* INSTRUCTIONS TO FOLLOW:
Can you echo the records word for word, starting at the line containing "Warehouse picking: mark the red" and ending at the last line of the records, both included?

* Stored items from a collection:

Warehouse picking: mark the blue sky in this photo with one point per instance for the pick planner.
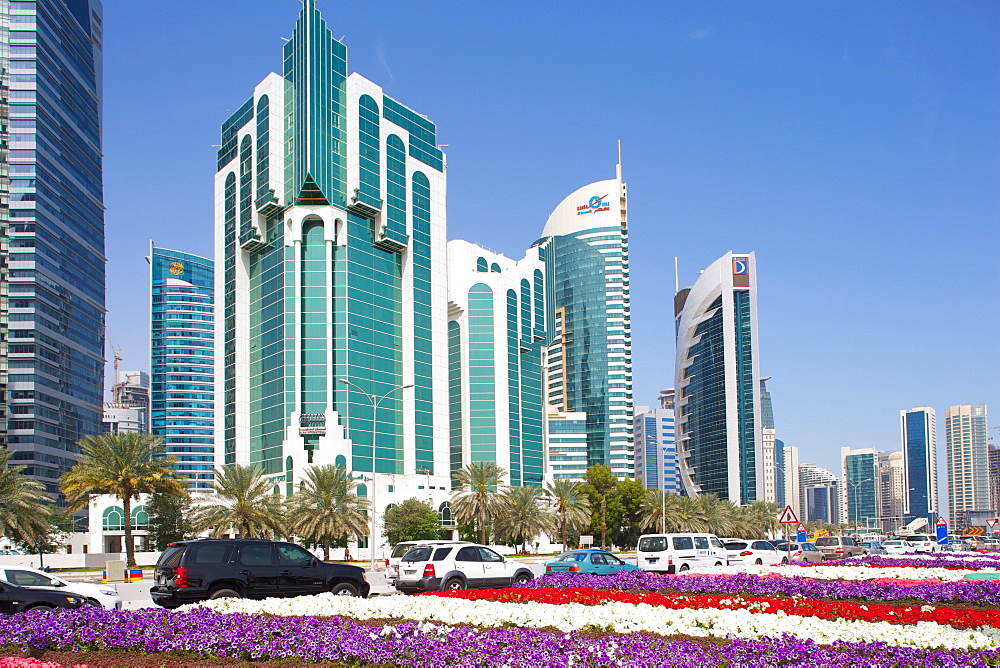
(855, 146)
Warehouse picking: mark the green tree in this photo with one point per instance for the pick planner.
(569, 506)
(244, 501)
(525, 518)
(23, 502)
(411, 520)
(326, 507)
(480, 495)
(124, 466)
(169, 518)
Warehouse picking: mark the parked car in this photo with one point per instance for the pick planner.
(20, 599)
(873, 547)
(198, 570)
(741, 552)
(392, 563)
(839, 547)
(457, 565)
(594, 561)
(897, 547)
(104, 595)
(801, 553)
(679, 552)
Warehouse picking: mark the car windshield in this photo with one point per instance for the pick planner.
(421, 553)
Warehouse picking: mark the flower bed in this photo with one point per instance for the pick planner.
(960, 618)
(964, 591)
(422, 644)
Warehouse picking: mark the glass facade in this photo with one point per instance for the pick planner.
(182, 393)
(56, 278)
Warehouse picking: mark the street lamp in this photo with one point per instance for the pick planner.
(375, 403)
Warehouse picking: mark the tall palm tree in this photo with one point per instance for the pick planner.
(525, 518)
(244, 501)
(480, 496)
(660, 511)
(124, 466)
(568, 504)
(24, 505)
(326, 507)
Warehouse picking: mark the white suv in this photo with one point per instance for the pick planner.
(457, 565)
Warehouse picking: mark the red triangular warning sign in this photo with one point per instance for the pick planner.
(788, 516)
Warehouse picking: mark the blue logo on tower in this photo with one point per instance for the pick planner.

* SOLUTION TO THIS TASK:
Warehouse picking: mark the red triangular warning sign in this photo with one point per instance for the pick planner.
(788, 516)
Warehouse picking: mark the blue logo on tower in this photo with one point per instance for the pick planner.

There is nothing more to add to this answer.